**To do**
Return the records below in full. Keep every word exact and skip the images.

(Stored entries)

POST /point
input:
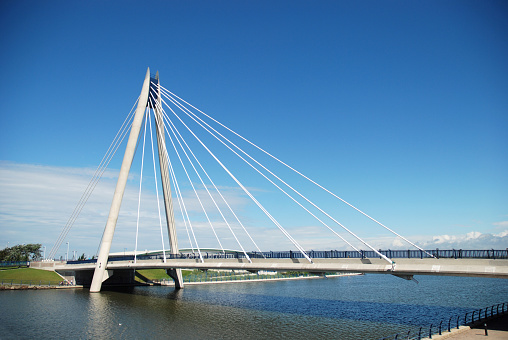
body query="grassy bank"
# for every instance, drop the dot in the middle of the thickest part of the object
(22, 275)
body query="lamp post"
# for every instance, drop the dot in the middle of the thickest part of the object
(67, 254)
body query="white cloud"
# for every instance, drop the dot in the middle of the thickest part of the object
(503, 224)
(36, 201)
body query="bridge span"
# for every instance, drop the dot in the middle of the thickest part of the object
(121, 269)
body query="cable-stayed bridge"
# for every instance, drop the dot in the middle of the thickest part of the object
(168, 111)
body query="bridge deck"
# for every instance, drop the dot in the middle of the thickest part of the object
(454, 267)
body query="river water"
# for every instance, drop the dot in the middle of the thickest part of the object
(354, 307)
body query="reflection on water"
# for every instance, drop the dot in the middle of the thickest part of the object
(360, 307)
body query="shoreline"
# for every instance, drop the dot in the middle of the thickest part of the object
(171, 283)
(261, 280)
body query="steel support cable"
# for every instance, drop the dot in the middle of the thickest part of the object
(92, 183)
(192, 185)
(181, 198)
(91, 186)
(156, 186)
(204, 185)
(295, 243)
(299, 173)
(223, 198)
(195, 191)
(181, 203)
(139, 196)
(202, 182)
(84, 198)
(292, 198)
(250, 195)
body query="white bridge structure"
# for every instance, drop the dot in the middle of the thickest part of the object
(152, 100)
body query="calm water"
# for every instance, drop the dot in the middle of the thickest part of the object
(357, 307)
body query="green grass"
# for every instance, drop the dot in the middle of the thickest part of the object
(28, 274)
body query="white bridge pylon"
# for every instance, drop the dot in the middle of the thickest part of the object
(153, 96)
(130, 150)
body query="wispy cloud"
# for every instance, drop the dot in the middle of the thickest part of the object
(36, 202)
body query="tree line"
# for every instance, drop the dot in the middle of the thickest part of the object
(21, 252)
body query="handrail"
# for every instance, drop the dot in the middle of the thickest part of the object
(417, 335)
(326, 254)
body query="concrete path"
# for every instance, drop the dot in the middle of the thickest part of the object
(497, 329)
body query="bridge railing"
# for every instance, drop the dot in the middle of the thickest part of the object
(454, 322)
(14, 263)
(322, 254)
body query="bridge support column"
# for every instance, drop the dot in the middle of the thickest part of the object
(109, 230)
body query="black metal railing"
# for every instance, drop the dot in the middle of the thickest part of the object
(321, 254)
(456, 321)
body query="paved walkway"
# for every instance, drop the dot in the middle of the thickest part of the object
(497, 329)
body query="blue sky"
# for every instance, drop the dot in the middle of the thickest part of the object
(400, 107)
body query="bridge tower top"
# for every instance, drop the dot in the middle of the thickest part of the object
(148, 91)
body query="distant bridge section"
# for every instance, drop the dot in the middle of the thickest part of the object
(407, 263)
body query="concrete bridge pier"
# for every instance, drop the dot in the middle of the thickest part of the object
(176, 275)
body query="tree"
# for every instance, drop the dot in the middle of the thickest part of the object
(21, 252)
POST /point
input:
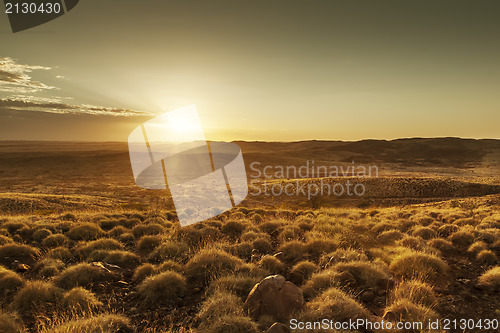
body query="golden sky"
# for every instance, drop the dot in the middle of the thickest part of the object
(257, 70)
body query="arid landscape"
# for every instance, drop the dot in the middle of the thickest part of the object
(83, 249)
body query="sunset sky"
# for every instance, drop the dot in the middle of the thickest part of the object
(257, 70)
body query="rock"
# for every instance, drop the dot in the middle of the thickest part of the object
(275, 297)
(278, 328)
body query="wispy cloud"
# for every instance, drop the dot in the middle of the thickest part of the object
(15, 78)
(55, 106)
(22, 89)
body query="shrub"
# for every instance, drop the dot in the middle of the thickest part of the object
(170, 250)
(415, 291)
(37, 296)
(80, 300)
(335, 305)
(83, 275)
(487, 257)
(210, 263)
(164, 289)
(147, 229)
(272, 264)
(302, 271)
(462, 239)
(40, 234)
(491, 278)
(85, 231)
(142, 272)
(10, 323)
(25, 254)
(9, 282)
(418, 265)
(55, 240)
(104, 323)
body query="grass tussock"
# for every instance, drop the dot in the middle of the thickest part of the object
(164, 289)
(209, 264)
(83, 275)
(418, 265)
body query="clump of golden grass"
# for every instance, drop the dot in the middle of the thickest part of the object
(10, 253)
(302, 271)
(55, 240)
(240, 284)
(148, 244)
(79, 300)
(367, 275)
(210, 263)
(164, 289)
(223, 312)
(491, 278)
(86, 250)
(48, 267)
(233, 229)
(343, 255)
(104, 323)
(9, 281)
(86, 232)
(176, 250)
(263, 245)
(462, 239)
(147, 229)
(418, 265)
(143, 271)
(336, 305)
(415, 291)
(319, 282)
(487, 257)
(272, 264)
(40, 234)
(405, 310)
(442, 245)
(10, 323)
(37, 296)
(83, 275)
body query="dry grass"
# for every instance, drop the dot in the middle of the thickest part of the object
(164, 289)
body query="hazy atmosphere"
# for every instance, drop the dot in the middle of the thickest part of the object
(257, 70)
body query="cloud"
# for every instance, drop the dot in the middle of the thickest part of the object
(48, 105)
(15, 78)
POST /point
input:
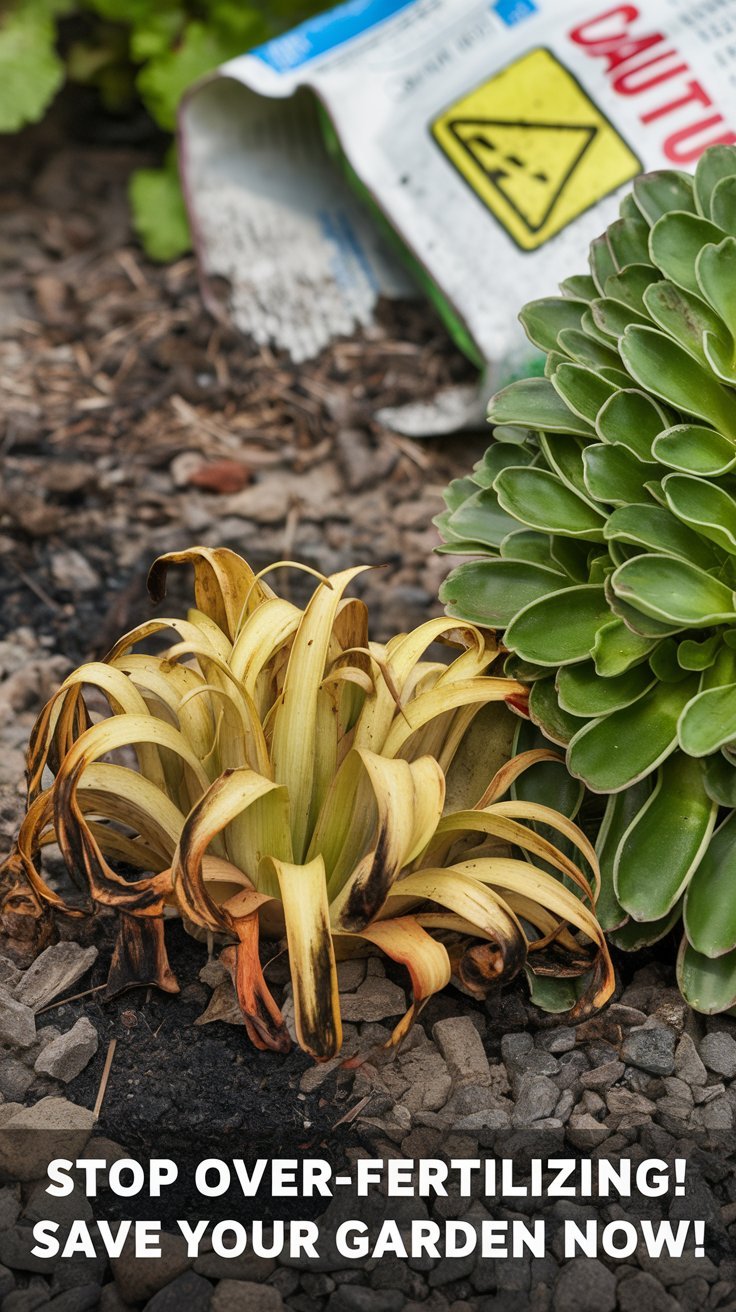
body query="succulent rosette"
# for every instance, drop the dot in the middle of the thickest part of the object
(602, 522)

**Answer section**
POST /point
input:
body query="grassy bank"
# for every instance, drop the dot in the middle of the thickest part of the object
(22, 275)
body query="lamp post"
# for every instance, drop the dot in the middle of the thickest part of the object
(67, 254)
body query="white cloud"
# for every instance, drop the dot in the middle of the thickest part of the object
(503, 224)
(36, 201)
body query="bridge span"
# for every instance, drop the dot in the middle of the thickest part of the object
(121, 269)
body query="cable-stayed bridge"
# for every instance, drop the dot in the middle of the thickest part of the object
(168, 111)
body query="bridge deck"
# for every instance, drop the dot in the middle of the thickest part of the object
(454, 267)
body query="river water"
# for every instance, drop the dot in the middle of the thickest part of the object
(354, 307)
body query="reflection on water"
# for every instance, drop the dot in the middle of the thickest part of the object
(360, 307)
body query="shoreline"
# for every instance, drop the dot in the middle of the thickest part of the object
(171, 283)
(261, 280)
body query="steel support cable"
# for every instance, drop the dot in the middle of the thickest part of the object
(92, 183)
(192, 185)
(181, 198)
(91, 186)
(156, 186)
(204, 185)
(295, 243)
(299, 173)
(223, 198)
(195, 191)
(181, 203)
(139, 196)
(202, 182)
(84, 198)
(292, 198)
(250, 195)
body query="white bridge structure"
# for every instance, drop the dot in the middle of the thickest part of the object
(152, 100)
body query="calm water"
# for every instance, drop the dot in the middle of the thickest part of the object
(357, 307)
body query="green grass"
# for every instance, drop the dot in the middle of the thickest part of the object
(28, 274)
body query="white bridge pylon"
# for every instance, drop the dot in the middle of the thickest part of the object
(153, 96)
(130, 150)
body query="wispy cloud"
# for every instance, drop the dot in the middle of the thickest part of the object
(36, 202)
body query="tree line"
# for every instance, drop the dot in the middle of the thickest part of the object
(21, 252)
body query="handrail"
# for every instance, drop the dot in the middle of the thickest part of the object
(417, 335)
(326, 254)
body query="concrete path"
# for every instance, drop the dot in the middle of the thickest part of the object
(497, 329)
body query="bridge railing"
# for every instance, drop the dot in the middle of the thickest part of the object
(454, 322)
(14, 263)
(322, 254)
body query="bridge support column"
# for every instance, drop the dot in the middle of the thickest part of the object
(109, 230)
body query="black metal railing"
# for every instance, drop the dot in the middle of the thickest part of the object
(321, 254)
(456, 321)
body query="paved walkway"
# for every instance, drop the dot in the middle of the thickest part of the object
(497, 329)
body query="blue sky"
# for every instance, drop the dot in the middle of the thickest part of the object
(400, 107)
body query="bridge tower top"
# for every instance, drop the dot in the middle of the thickest part of the object
(148, 91)
body query="distant bridge section"
# for every instance, drop the dot in the middle of the thickest part of the object
(407, 263)
body query="concrete bridge pier"
# for every instance, drop the dot in the middle of the thickest part of the object
(176, 275)
body query="tree"
# for every instance, drop the dot in the middle of the thickest part of the object
(21, 252)
POST /point
input:
body query="golden sky"
# for every instance, drop the dot in the middle of the thickest part of the object
(257, 70)
body query="arid landscape"
# for every instance, drop the dot in the middle of the thickest part of the object
(83, 249)
body query="sunset sky"
# for every instance, drop the dot in the middle of the thickest part of the object
(257, 70)
body query="rock"
# for every instance, drop the dot in the middle of the thickest part of the object
(275, 297)
(278, 328)
body query="wispy cloud"
# for every instance, drop the dot in the middle of the thickest part of the object
(15, 78)
(55, 106)
(22, 89)
body query="shrub"
# for every instance, drop the dot in the middle of the thickest part of the object
(170, 250)
(415, 291)
(37, 296)
(80, 300)
(335, 305)
(83, 275)
(487, 257)
(210, 263)
(164, 289)
(147, 229)
(272, 264)
(302, 271)
(462, 239)
(40, 234)
(491, 278)
(85, 231)
(142, 272)
(10, 323)
(25, 254)
(9, 282)
(418, 265)
(55, 240)
(104, 323)
body query="grass tussock"
# for every instance, drop the dot in the middle of the thickest part of the object
(164, 289)
(209, 264)
(83, 275)
(418, 265)
body query="clump of golden grass"
# for every instance, drop the dot in the middle of the thickest part of the object
(10, 253)
(302, 271)
(55, 240)
(240, 284)
(148, 244)
(79, 300)
(367, 275)
(210, 263)
(164, 289)
(223, 312)
(491, 278)
(86, 250)
(48, 267)
(233, 229)
(343, 255)
(104, 323)
(9, 281)
(86, 232)
(176, 250)
(263, 245)
(462, 239)
(147, 229)
(418, 265)
(143, 271)
(336, 305)
(415, 291)
(319, 282)
(487, 257)
(272, 264)
(40, 234)
(405, 310)
(442, 245)
(10, 323)
(37, 296)
(83, 275)
body query="dry grass"
# for every instance, drop the dot in the middle of the thickest part of the object
(164, 289)
body query="hazy atmosphere"
# for every instance, drop the dot in the middle of the thickest part of the object
(257, 70)
body query="cloud"
# for every instance, drop the dot in the middle of the thickest part of the object
(48, 105)
(15, 78)
POST /point
input:
body query="succulent rosette"
# for every instance, drop the dot in the middle of the thickest part of the object
(602, 522)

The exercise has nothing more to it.